## What you need to do
From the first line through the line containing "box: [417, 204, 447, 253]", transcribe the records exactly and include no other lines.

(Collected data entries)
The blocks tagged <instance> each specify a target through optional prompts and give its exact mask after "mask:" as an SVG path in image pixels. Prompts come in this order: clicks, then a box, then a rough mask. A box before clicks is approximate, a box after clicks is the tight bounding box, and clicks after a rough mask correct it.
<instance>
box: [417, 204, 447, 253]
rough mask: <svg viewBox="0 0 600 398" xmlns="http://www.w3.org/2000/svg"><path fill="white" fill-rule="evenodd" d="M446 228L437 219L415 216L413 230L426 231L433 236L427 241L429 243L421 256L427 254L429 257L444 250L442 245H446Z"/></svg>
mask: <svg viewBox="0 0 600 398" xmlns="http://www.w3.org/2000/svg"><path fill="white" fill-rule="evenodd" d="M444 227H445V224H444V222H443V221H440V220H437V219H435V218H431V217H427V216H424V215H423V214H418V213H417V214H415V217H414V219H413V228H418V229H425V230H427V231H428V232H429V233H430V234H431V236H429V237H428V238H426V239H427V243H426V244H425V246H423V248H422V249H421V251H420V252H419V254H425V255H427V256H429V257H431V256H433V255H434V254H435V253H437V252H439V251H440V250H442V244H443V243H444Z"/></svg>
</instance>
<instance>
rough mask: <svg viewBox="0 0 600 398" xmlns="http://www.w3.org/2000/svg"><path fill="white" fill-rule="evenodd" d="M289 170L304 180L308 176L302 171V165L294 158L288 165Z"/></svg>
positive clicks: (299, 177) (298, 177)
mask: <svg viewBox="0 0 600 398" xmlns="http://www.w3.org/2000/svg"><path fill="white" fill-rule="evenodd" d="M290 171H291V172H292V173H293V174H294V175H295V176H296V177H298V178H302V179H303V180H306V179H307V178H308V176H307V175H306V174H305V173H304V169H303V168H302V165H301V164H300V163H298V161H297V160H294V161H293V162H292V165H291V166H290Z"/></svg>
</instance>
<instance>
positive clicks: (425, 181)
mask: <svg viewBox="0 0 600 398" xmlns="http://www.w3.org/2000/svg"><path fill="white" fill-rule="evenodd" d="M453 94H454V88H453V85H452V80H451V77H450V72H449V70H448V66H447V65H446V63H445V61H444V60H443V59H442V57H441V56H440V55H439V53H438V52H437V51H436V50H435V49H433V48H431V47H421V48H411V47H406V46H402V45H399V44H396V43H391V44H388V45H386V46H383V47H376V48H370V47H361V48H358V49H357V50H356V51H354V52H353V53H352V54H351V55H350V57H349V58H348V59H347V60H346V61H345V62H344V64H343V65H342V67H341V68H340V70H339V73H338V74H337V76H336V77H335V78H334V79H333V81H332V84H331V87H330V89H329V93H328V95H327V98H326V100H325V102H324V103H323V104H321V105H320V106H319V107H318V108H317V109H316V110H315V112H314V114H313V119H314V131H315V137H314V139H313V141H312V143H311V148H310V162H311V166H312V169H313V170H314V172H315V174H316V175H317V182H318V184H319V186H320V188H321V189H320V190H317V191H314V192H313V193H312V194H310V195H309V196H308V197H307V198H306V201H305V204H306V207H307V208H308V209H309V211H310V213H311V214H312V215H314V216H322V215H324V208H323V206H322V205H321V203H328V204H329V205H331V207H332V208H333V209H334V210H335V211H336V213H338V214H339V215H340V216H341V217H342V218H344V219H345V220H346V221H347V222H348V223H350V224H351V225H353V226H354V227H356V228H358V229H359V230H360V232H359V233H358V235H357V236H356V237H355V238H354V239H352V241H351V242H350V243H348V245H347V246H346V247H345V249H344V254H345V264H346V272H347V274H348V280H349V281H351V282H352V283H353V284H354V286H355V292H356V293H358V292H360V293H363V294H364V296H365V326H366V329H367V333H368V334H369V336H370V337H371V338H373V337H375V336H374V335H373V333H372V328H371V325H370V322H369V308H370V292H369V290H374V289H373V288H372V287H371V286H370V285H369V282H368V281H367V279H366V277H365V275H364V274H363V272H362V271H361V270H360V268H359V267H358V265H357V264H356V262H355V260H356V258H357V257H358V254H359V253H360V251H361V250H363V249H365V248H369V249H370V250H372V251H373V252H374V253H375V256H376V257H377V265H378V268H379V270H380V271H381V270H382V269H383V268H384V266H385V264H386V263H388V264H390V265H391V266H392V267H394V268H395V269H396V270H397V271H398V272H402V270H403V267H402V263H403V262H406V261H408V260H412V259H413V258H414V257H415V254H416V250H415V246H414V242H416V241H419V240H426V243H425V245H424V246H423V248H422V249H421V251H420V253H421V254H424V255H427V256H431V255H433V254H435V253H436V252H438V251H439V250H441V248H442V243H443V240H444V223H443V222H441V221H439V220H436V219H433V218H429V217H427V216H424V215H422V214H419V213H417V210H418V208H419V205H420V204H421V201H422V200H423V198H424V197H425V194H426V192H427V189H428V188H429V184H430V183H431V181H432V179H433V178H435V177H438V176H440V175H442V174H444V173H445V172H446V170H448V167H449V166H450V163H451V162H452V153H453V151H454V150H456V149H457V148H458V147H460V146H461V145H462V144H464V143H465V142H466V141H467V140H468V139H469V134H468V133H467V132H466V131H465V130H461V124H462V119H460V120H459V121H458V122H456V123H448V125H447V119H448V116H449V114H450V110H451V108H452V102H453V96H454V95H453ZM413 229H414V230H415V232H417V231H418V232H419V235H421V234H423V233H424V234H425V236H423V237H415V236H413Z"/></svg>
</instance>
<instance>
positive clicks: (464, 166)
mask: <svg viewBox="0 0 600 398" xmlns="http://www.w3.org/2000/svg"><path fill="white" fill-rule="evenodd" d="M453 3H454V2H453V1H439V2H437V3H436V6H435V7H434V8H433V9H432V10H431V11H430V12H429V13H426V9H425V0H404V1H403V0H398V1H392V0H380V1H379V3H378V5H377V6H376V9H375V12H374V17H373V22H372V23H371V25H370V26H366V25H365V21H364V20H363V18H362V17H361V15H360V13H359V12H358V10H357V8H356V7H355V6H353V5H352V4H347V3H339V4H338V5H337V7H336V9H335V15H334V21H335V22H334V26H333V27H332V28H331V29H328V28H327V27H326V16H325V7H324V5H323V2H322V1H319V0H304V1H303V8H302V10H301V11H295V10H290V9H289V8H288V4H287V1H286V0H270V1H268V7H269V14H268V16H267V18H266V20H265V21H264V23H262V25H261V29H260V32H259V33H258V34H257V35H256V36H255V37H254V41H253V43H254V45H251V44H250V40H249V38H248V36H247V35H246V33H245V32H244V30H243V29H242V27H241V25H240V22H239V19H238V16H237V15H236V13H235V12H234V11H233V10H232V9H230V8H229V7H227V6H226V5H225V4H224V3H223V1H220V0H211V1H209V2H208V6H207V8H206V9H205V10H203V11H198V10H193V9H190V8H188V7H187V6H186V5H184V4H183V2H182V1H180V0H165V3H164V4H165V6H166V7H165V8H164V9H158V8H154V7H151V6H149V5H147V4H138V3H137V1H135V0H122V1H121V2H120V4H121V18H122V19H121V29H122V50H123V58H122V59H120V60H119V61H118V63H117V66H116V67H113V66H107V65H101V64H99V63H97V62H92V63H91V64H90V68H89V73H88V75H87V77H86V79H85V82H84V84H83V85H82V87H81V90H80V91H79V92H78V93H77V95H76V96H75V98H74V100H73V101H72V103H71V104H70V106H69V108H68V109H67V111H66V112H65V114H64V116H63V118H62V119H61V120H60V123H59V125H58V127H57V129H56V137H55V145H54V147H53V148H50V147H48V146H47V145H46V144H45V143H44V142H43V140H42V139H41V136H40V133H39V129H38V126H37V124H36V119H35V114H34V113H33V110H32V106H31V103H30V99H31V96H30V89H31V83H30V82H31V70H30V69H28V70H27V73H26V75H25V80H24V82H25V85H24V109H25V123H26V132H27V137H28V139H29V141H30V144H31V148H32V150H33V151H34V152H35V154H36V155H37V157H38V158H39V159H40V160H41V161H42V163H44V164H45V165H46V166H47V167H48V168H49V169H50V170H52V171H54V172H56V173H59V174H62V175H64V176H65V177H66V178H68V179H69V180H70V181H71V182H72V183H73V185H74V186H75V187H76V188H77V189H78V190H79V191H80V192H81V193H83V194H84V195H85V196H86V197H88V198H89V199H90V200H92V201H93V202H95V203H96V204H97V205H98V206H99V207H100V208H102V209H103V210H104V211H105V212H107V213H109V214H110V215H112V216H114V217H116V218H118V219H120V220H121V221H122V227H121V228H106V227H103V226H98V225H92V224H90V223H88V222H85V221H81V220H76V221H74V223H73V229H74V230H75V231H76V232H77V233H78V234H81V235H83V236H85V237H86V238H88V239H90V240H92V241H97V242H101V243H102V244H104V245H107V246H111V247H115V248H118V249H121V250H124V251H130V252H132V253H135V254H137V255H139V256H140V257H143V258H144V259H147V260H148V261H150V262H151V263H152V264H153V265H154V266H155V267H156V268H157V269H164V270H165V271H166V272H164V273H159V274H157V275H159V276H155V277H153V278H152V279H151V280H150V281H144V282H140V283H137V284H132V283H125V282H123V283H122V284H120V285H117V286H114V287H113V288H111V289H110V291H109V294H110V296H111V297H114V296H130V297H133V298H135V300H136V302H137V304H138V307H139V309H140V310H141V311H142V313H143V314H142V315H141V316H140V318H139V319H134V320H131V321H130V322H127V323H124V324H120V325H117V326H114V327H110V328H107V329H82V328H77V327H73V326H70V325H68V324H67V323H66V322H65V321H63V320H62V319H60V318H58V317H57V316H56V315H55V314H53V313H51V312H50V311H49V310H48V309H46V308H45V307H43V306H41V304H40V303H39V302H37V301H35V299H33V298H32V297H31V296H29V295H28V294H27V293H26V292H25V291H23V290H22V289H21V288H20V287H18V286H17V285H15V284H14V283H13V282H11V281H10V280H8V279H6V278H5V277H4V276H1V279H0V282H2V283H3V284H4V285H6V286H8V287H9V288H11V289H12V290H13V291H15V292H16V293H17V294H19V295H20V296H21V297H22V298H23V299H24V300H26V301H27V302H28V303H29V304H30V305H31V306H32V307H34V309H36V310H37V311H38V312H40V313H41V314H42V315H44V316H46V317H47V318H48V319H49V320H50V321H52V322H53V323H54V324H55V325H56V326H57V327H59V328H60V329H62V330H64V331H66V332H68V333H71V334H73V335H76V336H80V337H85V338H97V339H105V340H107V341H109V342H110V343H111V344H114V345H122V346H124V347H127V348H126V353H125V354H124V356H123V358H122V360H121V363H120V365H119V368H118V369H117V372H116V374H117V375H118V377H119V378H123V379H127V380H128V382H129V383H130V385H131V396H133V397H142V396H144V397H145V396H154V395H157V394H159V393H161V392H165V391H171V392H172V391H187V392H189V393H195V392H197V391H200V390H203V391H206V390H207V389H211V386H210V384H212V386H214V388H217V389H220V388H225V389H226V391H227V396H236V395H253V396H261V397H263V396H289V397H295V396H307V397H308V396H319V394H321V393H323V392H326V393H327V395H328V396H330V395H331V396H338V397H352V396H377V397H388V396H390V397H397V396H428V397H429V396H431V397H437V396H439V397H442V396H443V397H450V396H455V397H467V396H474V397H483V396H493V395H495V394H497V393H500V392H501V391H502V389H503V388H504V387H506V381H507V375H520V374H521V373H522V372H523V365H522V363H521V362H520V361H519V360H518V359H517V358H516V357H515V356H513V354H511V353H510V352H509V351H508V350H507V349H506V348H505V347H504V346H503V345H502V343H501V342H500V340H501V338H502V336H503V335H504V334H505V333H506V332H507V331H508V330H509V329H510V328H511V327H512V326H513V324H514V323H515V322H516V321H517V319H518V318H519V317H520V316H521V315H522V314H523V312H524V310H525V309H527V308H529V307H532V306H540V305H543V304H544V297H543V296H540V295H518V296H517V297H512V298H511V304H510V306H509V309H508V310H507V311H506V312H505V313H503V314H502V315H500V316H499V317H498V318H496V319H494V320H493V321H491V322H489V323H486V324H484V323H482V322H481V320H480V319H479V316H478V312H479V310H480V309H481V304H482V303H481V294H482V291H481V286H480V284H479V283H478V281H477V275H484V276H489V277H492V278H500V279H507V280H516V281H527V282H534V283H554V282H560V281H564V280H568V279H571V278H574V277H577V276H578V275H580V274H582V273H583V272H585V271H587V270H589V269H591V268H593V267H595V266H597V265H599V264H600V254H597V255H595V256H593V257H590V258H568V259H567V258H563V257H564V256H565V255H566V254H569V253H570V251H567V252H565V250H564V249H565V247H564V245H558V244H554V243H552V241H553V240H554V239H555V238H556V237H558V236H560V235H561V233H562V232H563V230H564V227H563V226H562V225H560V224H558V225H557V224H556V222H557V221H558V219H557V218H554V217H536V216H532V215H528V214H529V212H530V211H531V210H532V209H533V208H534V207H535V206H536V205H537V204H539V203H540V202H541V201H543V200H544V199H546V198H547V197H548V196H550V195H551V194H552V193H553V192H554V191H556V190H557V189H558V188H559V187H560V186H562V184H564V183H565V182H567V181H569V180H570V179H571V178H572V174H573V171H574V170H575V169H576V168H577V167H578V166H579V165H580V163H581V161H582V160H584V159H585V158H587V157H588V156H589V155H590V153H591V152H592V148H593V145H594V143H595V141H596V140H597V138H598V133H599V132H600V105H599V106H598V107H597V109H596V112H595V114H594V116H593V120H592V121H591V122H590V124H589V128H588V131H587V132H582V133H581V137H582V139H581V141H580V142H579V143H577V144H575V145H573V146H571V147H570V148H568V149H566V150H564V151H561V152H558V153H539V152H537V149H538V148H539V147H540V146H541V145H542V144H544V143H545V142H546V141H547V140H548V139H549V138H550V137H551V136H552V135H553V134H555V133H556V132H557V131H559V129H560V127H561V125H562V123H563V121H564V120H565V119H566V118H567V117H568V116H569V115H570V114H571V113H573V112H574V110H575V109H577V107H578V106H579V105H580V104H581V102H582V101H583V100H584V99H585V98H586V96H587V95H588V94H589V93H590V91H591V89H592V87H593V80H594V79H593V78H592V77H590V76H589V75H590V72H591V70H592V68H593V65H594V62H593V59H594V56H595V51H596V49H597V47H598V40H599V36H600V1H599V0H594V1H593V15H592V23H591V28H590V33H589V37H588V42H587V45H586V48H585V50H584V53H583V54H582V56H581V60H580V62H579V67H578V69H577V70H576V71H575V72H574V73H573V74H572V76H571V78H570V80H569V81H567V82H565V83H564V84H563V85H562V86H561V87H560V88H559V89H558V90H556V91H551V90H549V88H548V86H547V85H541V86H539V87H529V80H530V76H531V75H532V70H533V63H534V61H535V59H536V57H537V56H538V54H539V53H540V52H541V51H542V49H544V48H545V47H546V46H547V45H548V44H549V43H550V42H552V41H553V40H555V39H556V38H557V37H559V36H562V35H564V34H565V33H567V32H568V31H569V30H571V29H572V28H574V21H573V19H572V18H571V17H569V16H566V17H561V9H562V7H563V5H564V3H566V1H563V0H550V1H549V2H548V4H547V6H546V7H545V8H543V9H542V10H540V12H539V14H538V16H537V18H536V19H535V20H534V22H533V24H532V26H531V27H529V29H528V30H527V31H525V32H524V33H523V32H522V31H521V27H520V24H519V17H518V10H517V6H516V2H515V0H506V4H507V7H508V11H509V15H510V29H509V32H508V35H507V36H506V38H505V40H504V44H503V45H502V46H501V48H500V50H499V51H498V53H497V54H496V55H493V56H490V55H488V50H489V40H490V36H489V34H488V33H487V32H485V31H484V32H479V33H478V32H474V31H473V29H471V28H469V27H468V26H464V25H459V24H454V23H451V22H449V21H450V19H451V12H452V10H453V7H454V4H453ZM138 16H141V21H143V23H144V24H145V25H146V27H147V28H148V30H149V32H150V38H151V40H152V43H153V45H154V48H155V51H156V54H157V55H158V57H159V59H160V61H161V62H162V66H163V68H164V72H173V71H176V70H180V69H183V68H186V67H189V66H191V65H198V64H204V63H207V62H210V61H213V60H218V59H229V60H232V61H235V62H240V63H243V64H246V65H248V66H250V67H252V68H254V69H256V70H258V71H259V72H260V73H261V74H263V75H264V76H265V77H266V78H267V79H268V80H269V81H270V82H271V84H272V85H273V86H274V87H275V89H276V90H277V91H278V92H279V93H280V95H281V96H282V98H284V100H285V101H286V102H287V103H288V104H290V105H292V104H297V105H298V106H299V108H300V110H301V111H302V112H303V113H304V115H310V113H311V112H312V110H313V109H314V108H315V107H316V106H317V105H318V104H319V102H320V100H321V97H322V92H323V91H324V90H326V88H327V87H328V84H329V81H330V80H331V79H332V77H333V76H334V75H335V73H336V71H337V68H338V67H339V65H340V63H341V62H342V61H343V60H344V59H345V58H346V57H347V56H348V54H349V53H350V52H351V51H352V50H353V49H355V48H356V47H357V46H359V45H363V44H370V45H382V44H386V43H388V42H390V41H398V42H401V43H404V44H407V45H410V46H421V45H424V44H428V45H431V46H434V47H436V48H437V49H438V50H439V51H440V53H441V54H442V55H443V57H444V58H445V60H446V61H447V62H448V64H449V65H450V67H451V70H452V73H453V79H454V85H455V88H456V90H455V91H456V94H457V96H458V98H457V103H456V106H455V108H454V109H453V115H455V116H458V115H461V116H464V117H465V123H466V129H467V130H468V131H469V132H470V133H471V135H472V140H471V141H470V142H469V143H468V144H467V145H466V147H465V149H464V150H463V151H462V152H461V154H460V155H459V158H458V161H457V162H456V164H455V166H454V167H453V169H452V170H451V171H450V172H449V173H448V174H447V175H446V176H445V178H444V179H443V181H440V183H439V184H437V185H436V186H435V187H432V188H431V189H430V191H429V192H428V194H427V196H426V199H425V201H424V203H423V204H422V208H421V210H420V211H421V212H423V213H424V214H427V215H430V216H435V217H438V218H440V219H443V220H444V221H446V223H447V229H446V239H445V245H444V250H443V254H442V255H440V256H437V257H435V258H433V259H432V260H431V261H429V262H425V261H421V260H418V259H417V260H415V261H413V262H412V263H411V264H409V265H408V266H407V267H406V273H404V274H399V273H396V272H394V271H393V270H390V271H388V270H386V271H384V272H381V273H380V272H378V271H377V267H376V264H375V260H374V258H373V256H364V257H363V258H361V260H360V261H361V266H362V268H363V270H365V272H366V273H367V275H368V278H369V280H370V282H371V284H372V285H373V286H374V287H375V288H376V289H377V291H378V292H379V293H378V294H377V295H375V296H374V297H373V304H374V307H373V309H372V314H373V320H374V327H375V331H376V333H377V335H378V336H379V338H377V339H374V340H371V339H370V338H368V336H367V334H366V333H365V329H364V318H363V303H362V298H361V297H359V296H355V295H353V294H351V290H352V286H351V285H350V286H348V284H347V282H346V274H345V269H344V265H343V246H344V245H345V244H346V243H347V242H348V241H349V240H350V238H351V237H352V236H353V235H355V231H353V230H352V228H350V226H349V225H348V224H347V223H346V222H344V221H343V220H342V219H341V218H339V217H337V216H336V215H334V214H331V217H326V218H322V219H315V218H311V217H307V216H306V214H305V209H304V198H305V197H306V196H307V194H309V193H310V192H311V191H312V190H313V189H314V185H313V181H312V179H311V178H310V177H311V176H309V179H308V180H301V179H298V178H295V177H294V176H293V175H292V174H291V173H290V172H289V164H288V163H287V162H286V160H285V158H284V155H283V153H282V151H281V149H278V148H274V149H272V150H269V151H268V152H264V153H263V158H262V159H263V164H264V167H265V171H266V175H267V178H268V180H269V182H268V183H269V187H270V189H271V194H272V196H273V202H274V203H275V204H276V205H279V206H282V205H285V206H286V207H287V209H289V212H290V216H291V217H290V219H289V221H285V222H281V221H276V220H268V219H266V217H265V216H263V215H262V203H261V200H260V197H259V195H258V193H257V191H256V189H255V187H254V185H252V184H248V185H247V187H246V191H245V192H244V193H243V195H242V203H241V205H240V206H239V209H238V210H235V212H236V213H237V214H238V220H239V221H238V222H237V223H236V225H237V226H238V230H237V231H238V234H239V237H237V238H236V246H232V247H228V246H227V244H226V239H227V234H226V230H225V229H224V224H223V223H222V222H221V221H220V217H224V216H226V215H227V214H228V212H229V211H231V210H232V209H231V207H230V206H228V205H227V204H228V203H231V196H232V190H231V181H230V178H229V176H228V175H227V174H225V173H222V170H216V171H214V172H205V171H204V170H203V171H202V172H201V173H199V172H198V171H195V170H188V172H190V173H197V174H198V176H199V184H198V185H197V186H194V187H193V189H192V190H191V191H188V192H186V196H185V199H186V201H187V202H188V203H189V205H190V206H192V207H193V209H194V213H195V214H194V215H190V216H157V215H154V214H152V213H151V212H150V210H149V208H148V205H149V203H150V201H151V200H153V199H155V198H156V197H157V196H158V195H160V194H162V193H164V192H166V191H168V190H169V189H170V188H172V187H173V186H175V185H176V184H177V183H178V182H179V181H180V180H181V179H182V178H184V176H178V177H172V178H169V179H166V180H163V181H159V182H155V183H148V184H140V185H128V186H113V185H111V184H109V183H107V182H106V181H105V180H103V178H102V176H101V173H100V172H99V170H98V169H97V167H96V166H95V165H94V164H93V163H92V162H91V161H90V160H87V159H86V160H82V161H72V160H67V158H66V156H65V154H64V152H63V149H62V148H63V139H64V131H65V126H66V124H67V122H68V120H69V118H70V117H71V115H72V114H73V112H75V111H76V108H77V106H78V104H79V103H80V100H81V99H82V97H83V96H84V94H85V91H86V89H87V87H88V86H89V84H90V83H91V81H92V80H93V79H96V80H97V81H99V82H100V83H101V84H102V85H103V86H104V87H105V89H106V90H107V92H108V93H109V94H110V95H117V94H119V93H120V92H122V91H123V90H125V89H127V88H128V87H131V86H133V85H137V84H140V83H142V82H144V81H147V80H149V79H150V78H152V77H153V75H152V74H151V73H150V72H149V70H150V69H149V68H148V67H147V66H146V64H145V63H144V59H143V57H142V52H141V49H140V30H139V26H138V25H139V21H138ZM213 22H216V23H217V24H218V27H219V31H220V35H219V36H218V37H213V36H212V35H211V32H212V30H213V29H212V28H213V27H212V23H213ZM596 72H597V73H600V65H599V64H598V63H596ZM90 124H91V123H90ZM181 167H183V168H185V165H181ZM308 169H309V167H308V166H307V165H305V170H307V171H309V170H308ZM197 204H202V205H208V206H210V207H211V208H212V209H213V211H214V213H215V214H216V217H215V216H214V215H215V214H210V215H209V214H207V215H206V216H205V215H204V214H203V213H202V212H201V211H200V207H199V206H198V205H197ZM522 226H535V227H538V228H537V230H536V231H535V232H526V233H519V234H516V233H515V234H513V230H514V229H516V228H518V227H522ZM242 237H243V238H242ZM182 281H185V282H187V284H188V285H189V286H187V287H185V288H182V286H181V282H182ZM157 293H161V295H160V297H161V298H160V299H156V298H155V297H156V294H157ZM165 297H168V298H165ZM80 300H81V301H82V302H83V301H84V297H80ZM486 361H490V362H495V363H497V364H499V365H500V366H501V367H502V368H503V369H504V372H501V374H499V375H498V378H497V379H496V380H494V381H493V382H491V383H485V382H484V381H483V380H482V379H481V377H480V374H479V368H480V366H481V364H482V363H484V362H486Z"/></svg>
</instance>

## Expected answer
The blocks tagged <instance> each specify a target through optional prompts and give its exact mask after "mask:" as an SVG path in image pixels. Prompts come in this order: clicks, then a box, then a rough mask. A box before clicks is approximate, a box after clicks is the tight bounding box, and clicks after a rough mask correct it.
<instance>
box: [417, 204, 447, 253]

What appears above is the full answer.